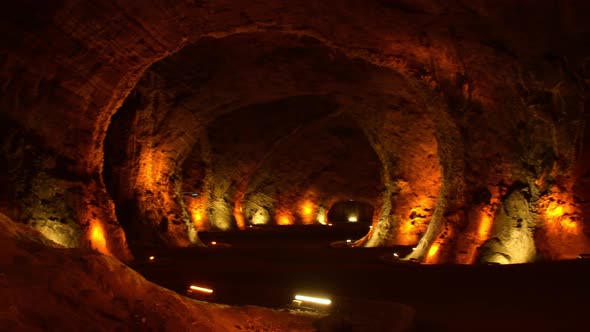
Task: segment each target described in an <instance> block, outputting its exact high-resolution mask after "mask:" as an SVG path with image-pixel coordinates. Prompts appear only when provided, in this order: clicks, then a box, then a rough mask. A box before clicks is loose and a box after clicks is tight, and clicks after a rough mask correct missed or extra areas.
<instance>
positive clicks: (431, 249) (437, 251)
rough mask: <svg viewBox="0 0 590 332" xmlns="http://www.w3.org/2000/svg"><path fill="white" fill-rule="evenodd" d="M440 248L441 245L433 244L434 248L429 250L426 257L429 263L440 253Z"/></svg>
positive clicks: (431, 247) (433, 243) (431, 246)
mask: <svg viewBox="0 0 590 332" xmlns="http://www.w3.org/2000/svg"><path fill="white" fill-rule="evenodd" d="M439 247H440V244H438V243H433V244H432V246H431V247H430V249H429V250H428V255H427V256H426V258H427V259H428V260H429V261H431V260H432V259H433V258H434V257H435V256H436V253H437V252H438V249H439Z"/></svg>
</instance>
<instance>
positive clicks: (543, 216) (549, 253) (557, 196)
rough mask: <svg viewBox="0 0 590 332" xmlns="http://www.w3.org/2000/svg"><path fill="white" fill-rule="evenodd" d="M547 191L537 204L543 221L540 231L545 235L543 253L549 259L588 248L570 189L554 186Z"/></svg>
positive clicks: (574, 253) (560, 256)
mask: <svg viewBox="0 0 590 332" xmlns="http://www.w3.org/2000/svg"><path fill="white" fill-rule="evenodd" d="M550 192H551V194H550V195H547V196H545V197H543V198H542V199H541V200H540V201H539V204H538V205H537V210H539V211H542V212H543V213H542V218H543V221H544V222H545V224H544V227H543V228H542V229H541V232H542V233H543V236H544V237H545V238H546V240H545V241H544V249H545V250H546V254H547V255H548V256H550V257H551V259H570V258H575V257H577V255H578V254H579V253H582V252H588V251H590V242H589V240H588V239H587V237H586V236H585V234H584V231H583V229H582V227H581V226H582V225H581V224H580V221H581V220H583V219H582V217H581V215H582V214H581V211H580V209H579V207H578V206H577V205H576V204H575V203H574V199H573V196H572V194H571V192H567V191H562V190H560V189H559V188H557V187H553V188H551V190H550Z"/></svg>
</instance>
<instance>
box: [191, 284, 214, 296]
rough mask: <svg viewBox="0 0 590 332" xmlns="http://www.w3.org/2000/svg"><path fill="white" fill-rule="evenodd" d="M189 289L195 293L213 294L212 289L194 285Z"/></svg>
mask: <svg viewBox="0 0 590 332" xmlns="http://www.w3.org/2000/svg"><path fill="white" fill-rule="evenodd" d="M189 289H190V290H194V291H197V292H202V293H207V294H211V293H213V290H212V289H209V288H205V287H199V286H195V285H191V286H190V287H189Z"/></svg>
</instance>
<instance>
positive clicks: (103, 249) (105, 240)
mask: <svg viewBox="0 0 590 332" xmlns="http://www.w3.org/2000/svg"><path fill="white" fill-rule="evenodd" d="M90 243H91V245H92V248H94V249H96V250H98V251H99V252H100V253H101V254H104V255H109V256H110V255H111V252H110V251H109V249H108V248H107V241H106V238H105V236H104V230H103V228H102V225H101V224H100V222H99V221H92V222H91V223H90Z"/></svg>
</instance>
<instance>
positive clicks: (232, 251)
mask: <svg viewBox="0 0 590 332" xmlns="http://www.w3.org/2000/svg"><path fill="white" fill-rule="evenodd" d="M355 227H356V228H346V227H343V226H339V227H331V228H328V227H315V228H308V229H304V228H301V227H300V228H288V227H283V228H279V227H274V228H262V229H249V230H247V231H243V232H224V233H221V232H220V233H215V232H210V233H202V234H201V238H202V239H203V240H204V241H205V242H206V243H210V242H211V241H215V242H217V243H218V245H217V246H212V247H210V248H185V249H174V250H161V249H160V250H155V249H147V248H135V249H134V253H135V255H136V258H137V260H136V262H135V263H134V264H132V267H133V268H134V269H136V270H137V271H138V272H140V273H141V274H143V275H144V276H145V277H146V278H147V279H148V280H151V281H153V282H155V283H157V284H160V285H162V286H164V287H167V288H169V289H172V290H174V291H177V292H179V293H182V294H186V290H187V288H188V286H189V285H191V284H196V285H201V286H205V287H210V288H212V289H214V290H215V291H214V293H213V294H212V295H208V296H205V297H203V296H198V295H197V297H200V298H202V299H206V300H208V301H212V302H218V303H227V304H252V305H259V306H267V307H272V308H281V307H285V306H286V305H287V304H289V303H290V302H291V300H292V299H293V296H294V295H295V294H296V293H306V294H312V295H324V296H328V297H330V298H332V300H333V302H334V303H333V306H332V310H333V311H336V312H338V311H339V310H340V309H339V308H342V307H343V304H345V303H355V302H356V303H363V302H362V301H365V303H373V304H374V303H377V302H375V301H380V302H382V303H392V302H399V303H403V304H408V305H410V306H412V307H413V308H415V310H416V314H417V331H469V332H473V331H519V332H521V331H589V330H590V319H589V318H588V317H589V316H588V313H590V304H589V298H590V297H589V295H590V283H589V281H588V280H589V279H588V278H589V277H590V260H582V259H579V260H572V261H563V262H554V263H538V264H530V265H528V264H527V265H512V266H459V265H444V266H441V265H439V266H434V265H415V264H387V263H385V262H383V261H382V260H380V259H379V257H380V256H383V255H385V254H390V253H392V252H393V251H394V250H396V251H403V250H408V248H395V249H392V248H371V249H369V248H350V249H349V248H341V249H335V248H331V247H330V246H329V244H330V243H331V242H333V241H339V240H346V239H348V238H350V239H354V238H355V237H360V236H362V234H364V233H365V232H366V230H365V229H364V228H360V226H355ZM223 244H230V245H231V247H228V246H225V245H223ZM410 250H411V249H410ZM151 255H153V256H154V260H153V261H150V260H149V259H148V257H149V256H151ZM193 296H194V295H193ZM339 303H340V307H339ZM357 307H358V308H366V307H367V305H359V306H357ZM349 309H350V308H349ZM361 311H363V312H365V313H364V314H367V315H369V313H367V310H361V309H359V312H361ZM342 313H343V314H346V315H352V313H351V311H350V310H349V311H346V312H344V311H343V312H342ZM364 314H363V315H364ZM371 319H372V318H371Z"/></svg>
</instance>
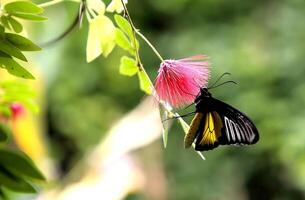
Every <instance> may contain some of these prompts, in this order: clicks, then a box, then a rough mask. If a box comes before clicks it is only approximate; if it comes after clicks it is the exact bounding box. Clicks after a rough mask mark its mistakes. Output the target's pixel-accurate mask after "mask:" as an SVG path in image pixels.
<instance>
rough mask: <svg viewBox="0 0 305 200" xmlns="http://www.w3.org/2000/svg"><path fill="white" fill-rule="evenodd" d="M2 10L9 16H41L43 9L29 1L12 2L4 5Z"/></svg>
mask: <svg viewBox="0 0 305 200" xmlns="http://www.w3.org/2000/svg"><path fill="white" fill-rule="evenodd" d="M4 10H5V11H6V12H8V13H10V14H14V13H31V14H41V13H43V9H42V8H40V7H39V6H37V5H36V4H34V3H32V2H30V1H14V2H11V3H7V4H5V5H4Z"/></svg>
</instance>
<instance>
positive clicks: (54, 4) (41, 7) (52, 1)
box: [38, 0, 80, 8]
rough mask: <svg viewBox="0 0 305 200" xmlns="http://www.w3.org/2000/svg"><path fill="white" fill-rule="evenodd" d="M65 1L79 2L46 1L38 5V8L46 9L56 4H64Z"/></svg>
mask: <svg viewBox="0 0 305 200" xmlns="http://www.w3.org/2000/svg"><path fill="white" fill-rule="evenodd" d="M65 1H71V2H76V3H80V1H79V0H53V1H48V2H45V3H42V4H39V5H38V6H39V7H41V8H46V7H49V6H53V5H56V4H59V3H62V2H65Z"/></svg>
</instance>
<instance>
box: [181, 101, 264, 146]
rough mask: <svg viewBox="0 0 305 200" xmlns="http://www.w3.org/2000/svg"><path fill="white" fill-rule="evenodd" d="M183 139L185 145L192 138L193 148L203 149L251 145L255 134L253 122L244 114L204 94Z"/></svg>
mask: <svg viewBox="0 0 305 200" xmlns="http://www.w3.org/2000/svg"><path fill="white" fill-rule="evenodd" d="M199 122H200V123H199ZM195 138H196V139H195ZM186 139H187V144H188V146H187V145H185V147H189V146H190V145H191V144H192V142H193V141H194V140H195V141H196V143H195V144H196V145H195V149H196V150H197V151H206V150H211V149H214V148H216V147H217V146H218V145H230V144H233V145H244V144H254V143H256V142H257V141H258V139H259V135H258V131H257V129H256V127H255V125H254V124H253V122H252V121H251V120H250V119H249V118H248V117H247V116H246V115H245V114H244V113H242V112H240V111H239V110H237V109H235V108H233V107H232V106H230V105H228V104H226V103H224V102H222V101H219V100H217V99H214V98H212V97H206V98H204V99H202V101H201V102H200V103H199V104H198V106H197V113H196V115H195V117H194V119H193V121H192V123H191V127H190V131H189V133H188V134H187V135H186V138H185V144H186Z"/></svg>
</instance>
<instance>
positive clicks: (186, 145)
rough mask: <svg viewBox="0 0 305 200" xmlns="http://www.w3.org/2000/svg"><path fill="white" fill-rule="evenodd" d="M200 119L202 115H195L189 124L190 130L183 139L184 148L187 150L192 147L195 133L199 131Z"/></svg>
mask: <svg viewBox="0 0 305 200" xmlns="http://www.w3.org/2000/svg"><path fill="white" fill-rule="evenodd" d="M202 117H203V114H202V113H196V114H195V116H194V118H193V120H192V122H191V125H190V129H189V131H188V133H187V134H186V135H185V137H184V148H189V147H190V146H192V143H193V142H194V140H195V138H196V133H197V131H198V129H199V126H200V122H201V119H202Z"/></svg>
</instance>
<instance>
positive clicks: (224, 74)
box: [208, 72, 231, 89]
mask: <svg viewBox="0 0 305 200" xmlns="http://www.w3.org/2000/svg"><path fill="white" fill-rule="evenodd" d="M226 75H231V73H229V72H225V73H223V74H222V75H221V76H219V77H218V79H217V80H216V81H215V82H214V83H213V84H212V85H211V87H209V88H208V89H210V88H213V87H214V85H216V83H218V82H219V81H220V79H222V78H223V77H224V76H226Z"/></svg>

- [WRITTEN TASK]
How many lines in the records above contain the string "pixel"? Reply with the number alone.

- [SOLUTION TO THE EXERCISE]
2